Count the lines in the records that contain the word "bark", and give only that number.

(Data entries)
:::::
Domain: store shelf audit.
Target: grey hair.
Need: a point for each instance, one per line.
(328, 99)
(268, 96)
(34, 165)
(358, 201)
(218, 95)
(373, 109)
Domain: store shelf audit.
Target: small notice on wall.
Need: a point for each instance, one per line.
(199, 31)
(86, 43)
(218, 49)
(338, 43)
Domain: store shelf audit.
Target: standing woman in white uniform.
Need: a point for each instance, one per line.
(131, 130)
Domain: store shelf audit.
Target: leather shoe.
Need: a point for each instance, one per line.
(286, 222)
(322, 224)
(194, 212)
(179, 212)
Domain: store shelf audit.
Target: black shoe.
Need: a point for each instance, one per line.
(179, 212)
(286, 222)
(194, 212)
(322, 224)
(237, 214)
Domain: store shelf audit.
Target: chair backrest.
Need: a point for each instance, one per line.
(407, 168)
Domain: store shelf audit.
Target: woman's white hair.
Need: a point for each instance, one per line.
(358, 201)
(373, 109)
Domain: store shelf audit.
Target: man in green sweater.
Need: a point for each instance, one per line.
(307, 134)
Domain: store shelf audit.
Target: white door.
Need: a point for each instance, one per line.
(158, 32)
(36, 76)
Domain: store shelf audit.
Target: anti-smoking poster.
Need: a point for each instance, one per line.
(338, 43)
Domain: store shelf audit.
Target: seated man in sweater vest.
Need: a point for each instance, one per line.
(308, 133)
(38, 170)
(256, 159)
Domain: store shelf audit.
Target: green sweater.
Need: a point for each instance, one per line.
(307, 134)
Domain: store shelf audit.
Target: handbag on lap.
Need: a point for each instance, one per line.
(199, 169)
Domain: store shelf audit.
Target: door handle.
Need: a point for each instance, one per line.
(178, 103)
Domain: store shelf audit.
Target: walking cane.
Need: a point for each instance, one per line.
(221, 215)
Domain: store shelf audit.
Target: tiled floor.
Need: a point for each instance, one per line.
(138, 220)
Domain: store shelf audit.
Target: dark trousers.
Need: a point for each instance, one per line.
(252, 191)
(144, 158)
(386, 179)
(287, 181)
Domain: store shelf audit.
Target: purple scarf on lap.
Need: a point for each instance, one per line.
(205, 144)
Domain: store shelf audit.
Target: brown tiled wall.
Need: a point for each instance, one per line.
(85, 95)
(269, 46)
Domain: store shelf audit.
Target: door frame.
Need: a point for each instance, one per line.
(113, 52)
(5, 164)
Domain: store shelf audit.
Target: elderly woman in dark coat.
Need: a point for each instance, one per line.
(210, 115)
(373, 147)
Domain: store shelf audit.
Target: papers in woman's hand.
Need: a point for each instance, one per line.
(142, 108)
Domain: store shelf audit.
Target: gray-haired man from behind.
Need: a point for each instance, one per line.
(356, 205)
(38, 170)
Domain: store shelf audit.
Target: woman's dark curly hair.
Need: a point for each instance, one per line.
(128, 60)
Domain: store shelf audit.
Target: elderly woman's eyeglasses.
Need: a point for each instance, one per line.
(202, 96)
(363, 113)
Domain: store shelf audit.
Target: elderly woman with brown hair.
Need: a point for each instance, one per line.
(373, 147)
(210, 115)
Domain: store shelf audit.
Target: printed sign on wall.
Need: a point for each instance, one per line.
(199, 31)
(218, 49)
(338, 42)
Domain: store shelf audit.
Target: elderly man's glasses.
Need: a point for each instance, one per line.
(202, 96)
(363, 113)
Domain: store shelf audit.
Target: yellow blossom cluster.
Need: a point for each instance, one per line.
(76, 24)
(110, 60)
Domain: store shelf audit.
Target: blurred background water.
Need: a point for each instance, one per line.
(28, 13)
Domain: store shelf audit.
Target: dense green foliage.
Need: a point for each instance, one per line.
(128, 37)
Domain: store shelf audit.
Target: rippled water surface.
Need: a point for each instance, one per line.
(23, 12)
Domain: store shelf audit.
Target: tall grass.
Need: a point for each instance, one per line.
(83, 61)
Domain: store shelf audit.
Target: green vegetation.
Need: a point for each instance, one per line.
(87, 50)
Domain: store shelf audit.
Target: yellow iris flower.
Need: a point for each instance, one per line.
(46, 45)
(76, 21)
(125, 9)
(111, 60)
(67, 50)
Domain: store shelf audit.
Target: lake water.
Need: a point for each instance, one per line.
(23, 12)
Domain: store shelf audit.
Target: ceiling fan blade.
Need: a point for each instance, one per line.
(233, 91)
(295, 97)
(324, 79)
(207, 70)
:::::
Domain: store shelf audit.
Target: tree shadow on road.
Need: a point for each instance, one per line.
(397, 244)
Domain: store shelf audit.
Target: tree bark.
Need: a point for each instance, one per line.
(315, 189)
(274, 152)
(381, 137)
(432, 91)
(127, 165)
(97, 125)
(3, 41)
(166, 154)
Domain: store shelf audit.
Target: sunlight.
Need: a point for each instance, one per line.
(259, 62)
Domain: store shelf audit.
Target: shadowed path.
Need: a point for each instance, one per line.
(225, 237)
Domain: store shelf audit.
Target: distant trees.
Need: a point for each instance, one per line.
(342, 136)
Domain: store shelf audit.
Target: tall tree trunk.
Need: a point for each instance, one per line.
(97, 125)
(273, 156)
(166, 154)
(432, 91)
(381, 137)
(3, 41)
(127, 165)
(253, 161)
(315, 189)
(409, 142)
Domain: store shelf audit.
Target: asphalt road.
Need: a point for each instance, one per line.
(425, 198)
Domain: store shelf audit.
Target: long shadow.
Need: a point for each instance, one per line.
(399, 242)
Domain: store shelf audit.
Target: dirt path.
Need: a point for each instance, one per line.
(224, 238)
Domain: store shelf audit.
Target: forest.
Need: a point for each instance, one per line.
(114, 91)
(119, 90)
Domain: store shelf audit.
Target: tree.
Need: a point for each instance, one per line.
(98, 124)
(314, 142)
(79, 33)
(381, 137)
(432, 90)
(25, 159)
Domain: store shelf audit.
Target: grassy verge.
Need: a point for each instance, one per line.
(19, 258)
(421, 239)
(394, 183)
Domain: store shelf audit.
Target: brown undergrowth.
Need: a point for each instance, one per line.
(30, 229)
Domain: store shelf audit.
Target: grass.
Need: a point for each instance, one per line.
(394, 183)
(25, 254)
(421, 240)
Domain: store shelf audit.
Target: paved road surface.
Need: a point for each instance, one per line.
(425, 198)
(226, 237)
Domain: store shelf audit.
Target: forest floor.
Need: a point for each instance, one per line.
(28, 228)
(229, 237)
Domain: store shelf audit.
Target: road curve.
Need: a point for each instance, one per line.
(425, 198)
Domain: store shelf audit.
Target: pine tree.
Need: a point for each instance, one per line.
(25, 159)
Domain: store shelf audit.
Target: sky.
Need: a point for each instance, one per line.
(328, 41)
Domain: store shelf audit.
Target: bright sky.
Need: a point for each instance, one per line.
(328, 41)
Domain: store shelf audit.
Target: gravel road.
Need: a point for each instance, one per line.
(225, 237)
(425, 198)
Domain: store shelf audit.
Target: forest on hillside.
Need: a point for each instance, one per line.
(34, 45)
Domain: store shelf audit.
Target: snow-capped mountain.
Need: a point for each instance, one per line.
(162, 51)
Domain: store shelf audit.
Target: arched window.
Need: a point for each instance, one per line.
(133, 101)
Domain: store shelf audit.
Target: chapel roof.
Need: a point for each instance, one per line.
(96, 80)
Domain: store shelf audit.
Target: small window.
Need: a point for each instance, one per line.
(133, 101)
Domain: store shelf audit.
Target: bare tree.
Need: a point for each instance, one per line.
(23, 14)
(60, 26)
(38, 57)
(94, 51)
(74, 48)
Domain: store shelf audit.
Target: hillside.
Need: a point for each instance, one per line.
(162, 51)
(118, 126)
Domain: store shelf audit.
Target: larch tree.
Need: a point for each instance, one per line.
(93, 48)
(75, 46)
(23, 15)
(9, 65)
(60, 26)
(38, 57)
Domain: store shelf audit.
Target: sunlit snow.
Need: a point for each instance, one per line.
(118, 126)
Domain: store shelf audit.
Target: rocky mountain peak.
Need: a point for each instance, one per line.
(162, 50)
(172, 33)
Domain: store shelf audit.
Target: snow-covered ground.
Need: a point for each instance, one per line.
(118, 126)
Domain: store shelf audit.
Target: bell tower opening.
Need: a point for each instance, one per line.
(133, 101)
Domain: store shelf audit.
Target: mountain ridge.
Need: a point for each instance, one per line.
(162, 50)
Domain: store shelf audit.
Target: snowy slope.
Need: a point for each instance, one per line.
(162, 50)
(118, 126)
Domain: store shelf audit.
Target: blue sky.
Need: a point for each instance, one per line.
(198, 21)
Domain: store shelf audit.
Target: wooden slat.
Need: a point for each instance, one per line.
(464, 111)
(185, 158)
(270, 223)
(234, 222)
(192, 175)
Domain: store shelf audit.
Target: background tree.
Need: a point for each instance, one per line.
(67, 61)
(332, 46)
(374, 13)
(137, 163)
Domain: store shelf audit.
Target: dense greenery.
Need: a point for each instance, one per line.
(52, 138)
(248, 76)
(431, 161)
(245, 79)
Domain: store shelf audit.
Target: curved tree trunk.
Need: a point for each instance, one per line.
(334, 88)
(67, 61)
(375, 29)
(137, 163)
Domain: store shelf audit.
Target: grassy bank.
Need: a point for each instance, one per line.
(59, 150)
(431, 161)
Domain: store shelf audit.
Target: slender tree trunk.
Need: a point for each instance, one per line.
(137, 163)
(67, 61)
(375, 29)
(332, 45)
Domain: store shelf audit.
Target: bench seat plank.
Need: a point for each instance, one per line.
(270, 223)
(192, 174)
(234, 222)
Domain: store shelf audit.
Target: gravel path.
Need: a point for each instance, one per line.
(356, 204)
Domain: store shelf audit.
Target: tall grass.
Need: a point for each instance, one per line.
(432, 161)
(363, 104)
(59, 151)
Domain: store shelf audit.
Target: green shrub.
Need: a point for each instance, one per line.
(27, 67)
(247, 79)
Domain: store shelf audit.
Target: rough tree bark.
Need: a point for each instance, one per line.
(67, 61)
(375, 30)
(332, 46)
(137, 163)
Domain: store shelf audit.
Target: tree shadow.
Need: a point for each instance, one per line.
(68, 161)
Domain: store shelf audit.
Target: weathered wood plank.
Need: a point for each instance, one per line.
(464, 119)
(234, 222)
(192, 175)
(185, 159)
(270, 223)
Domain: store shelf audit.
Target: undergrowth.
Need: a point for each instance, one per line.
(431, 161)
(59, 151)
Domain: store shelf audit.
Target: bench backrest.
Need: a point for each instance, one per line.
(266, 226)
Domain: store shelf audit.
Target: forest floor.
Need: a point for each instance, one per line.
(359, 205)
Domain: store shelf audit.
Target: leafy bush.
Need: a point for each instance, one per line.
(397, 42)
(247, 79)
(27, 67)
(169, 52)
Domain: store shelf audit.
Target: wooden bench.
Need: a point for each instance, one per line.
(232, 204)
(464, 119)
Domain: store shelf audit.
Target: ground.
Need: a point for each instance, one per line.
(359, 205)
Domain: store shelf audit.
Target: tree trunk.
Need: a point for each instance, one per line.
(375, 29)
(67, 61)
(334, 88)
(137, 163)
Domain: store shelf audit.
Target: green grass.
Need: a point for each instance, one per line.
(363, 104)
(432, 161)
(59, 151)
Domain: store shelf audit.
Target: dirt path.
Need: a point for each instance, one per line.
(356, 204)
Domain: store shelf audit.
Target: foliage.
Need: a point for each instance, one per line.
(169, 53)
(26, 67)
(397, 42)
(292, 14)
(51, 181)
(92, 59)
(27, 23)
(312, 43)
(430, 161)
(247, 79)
:::::
--- Written answer ---
2